▶ [Goal]:
Copy the items below again, swapping "black hair" for "dark hair" and leaving everything else unchanged. Omit the pictures from your copy.

▶ [Records for this task]:

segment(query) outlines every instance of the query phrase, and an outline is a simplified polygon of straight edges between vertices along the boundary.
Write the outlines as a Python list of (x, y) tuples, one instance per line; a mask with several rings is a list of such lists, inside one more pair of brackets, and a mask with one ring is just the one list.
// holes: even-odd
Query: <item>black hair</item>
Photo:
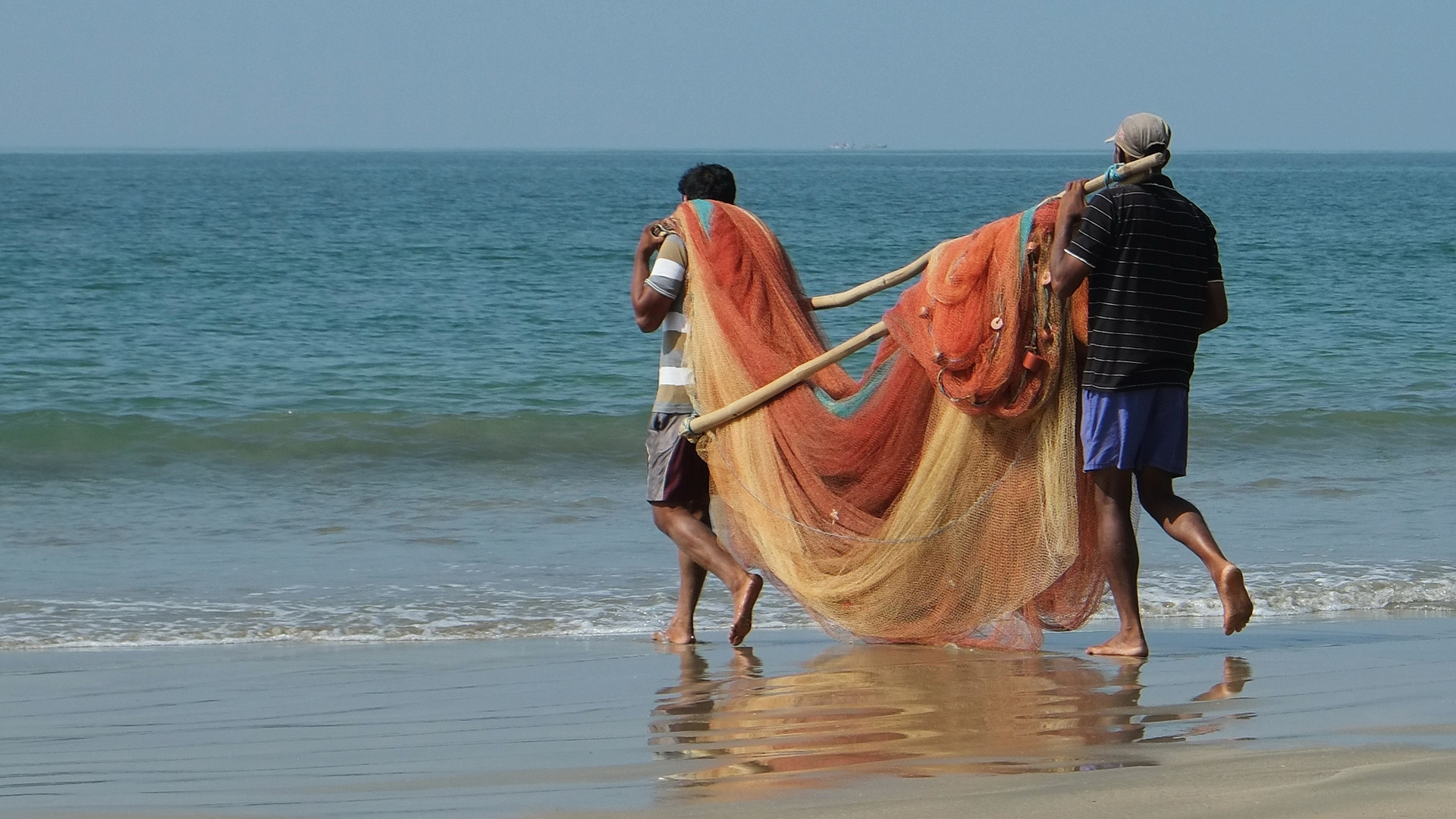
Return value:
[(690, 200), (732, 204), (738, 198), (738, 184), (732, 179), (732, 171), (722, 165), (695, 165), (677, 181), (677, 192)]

▶ [Result for this exercise]:
segment(query) outlines every instance of the query phrase, and an outline is a simplified polygon of straight edges between vertices along the boundary.
Write the outlines as a Python list of (x, y) tuples, one instance per line; a mask with several rings is a list of such lists, inside one more pair of brackets, and a mask with one ring is just the one list.
// holes: even-odd
Query: <item>dark hair</item>
Photo:
Return value:
[(690, 200), (732, 204), (738, 198), (738, 184), (732, 179), (732, 171), (722, 165), (695, 165), (677, 181), (677, 192)]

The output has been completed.